Esercizio: Riscrivi per intero le righe comprese tra quella che contiene "Definition for annotators: for every instance of the smiling" e quella che contiene "[[189, 301], [80, 142]]", entrambe incluse, spostando di 40 in più ogni coordinata delle risposte. Il resto del testo, compresi i modelli di formato, va lasciato invariato.
:::::
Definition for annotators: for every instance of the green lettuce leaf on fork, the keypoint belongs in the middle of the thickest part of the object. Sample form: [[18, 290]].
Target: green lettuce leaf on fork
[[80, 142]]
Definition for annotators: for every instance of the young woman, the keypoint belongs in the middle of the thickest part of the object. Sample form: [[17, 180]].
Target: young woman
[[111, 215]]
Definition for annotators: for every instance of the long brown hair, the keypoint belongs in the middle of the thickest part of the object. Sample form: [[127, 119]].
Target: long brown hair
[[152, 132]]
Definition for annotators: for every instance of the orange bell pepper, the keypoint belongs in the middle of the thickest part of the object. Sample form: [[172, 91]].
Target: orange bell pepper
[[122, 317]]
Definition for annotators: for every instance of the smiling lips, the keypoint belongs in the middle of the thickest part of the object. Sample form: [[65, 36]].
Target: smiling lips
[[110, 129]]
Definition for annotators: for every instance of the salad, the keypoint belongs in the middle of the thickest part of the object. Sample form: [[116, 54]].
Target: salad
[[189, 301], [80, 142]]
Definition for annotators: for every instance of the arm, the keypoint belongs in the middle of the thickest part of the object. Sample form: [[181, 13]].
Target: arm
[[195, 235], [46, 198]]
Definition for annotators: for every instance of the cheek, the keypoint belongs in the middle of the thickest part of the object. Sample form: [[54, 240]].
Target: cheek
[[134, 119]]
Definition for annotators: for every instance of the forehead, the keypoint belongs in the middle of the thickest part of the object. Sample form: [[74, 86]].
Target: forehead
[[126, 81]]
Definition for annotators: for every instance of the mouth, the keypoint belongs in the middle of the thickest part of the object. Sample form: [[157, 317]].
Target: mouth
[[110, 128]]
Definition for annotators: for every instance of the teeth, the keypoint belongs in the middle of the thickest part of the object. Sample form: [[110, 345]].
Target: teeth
:::::
Compito svolto:
Definition for annotators: for every instance of the smiling lips, the keypoint belongs in the middle of the thickest part of the object. Sample form: [[65, 36]].
Target: smiling lips
[[150, 169]]
Definition for annotators: for every instance of the salad, the keypoint belongs in the middle of the thickest part of the object. Sample form: [[116, 54]].
Target: salad
[[229, 341], [120, 182]]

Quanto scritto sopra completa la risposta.